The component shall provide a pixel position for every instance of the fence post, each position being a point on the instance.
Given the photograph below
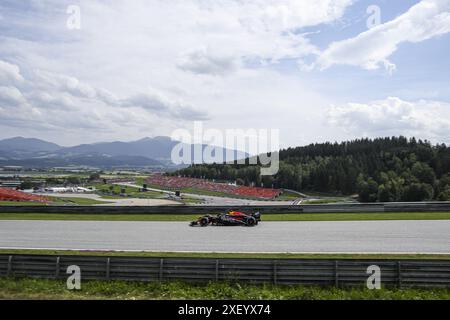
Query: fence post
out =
(336, 273)
(161, 266)
(9, 270)
(275, 271)
(108, 263)
(217, 269)
(57, 267)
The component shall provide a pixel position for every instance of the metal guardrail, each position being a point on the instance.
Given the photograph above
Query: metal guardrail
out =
(282, 209)
(400, 273)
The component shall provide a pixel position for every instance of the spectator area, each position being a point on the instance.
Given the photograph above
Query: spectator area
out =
(19, 196)
(172, 182)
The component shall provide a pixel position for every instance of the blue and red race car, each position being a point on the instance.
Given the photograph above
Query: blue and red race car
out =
(231, 218)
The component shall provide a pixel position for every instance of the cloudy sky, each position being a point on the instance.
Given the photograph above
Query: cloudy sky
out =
(316, 70)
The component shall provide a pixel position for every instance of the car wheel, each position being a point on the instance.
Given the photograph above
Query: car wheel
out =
(251, 222)
(204, 222)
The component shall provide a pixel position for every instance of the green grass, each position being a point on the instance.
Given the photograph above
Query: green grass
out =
(27, 288)
(112, 191)
(55, 201)
(24, 203)
(288, 196)
(77, 201)
(265, 217)
(321, 201)
(216, 255)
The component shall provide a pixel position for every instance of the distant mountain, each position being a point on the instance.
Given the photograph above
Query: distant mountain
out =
(100, 161)
(30, 152)
(155, 148)
(27, 145)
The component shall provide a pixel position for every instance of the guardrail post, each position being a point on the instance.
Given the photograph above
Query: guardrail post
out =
(9, 270)
(108, 263)
(336, 274)
(161, 266)
(275, 271)
(57, 267)
(217, 270)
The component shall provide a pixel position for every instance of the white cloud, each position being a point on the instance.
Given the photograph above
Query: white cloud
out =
(9, 73)
(55, 101)
(11, 96)
(372, 49)
(202, 61)
(393, 116)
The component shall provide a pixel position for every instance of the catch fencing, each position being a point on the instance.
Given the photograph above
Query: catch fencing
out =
(272, 209)
(324, 272)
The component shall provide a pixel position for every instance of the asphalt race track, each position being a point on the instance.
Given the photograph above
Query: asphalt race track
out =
(352, 236)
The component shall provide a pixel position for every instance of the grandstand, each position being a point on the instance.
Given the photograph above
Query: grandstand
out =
(176, 183)
(14, 195)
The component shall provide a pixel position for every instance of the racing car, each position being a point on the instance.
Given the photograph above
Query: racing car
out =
(231, 218)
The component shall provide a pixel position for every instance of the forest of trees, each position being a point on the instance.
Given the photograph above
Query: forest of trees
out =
(383, 169)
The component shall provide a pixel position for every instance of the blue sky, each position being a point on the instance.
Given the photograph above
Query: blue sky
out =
(311, 69)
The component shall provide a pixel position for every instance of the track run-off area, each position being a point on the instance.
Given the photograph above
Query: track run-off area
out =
(397, 236)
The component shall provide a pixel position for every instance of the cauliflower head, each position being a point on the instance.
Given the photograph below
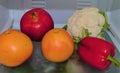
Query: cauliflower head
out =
(86, 20)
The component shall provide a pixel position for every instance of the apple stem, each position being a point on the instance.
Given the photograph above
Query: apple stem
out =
(34, 15)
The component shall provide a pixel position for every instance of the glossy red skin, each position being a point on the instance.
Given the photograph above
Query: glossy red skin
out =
(95, 51)
(35, 27)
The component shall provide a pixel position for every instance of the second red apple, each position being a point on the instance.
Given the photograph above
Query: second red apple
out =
(35, 23)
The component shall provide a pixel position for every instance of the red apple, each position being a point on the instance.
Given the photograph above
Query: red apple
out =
(35, 23)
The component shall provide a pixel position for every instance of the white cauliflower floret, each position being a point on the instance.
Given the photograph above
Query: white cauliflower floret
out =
(88, 18)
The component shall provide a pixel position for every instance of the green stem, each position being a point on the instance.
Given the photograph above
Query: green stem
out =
(116, 62)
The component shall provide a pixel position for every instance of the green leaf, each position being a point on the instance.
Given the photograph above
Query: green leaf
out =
(85, 33)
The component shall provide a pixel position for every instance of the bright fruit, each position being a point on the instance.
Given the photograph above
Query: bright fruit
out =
(15, 48)
(57, 45)
(35, 23)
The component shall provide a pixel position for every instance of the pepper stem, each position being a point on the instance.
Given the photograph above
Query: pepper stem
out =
(116, 62)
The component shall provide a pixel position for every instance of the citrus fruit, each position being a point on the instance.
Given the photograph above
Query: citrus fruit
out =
(57, 45)
(15, 48)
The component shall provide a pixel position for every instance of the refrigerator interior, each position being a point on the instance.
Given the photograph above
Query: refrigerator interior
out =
(61, 10)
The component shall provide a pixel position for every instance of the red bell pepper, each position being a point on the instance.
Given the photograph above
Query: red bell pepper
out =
(97, 52)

▬▬▬

**EXERCISE**
Each entry must be reproduced word for word, and any image among them left out.

**WRITTEN SOLUTION**
The component shall provide a pixel position for every instance of the fence post, each position being a point on the instance.
Given the photograph below
Query: fence post
out =
(336, 273)
(161, 266)
(9, 270)
(275, 271)
(108, 263)
(217, 269)
(57, 267)
The component shall provide a pixel position for every instance of the metal guardrail, each position being a point on the instance.
Given the photograph above
Query: metal guardrail
out =
(282, 209)
(400, 273)
The component shall provide a pixel position for every instance of the spectator area, each position being a point on the instance.
Given the photograph above
Query: spectator area
out =
(19, 196)
(172, 182)
The component shall provide a pixel position for every instance of the blue and red race car, each position being a point on the instance.
Given the photograph above
Query: blue and red race car
out =
(231, 218)
The component shall provide a pixel position for every instance of the cloudy sky, each position being a point on the instance.
Given the photograph above
Query: cloudy sky
out =
(316, 70)
The component shall provide a pixel position for every instance of the car wheel, each position being a point on the instance.
Given the photograph above
Query: car wheel
out =
(251, 222)
(204, 222)
The component shall provide a pixel position for every instance of the green grass, each position being a point on the instance.
Given the photograph above
Query: green grass
out =
(27, 288)
(112, 191)
(55, 201)
(24, 203)
(288, 196)
(77, 201)
(265, 217)
(321, 201)
(216, 255)
The component shall provide a pixel position for every instance of the distant mountain, each position being a point on the instance.
Given the photograph above
Query: distant mountain
out =
(100, 161)
(30, 152)
(155, 148)
(27, 145)
The component shall provide a pixel position for every instance of the guardrail post, each position being a point on the instance.
Given the photograph above
Query: guardrail post
out =
(9, 270)
(108, 263)
(336, 274)
(161, 266)
(275, 271)
(57, 267)
(217, 270)
The component shall provide a pixel position for every instance of the white cloud, each position being a point on the instance.
Given the photograph above
Query: white cloud
out =
(9, 73)
(55, 101)
(11, 96)
(372, 49)
(202, 61)
(393, 116)
The component shall provide a pixel position for every instance of the catch fencing, each position being a point on the instance.
Given the photograph above
Query: catch fencing
out =
(272, 209)
(324, 272)
The component shall provide a pixel position for every instance of the asphalt race track, each position being a point on the instance.
Given the photograph above
Query: asphalt race track
out =
(352, 236)
The component shall provide a pixel position for every instance of the grandstand, each position being a point on the instance.
Given the photograph above
Query: grandstand
out =
(176, 183)
(14, 195)
The component shall provide a pixel position for every instance of the racing car, each position being a point on the instance.
Given the photograph above
Query: racing car
out =
(231, 218)
The component shall provide a pixel position for every instance of the forest of trees, each position being a point on the instance.
Given the photograph above
Query: forest of trees
out =
(383, 169)
The component shall provide a pixel position for every instance of the blue sky, each position being a point on the instance.
Given the photograph above
Query: blue sky
out =
(311, 69)
The component shall provide a pixel position for every instance of the track run-off area, each position being a point on the instance.
Given the photograph above
Query: track run-off area
out =
(397, 236)
The component shall provide a pixel position for every instance of the cauliflower head, each position being a point on the instance.
Given the photograph below
Query: cauliflower head
out =
(86, 20)
The component shall provide a pixel position for every instance of the apple stem, each position being a point on the instance.
Given the photograph above
Query: apple stem
out =
(34, 15)
The component shall provide a pixel position for every instance of the glossy red skin, each position being a point on the instance.
Given the photograph above
Query: glossy red skin
out =
(95, 51)
(35, 27)
The component shall provide a pixel position for every instance of the second red apple, each position being a point on the instance.
Given the photograph above
Query: second red apple
out =
(35, 23)
The component shall provide a pixel position for every instance of the red apple, each position being a point on the instance.
Given the photograph above
Query: red apple
out =
(35, 23)
The component shall provide a pixel position for every instance of the white cauliflower floret, each position being a point on the instance.
Given the photograph above
Query: white cauliflower floret
out =
(88, 18)
The component shall provide a pixel position for every instance of the green stem, each position being a point on the instance.
Given the photograph above
Query: green stem
out =
(116, 62)
The component shall provide a pixel position for every instance of the green leaf, each position being a point on the instance.
Given the photograph above
Query: green leaf
out =
(85, 33)
The component shall provide a pixel position for every instance of the bright fruit, each position being a point on the instance.
Given the photograph above
Query: bright fruit
out =
(15, 48)
(57, 45)
(35, 23)
The component shall provide a pixel position for every instance of the pepper stem, each position being a point on the instance.
Given the photograph above
Query: pepper stem
out =
(116, 62)
The component shall provide a pixel position for every instance of the citrus fruit, each position being a point on the instance.
Given the photograph above
Query: citrus fruit
out =
(57, 45)
(15, 48)
The component shall provide a pixel position for every instance of the refrigerator interior, each position being a point on the instance.
Given the photograph above
Query: refrigerator interior
out =
(61, 10)
The component shall provide a pixel position for every instance of the red bell pepper, each position being a point on the instance.
Given the photograph above
Query: red bell pepper
out =
(97, 52)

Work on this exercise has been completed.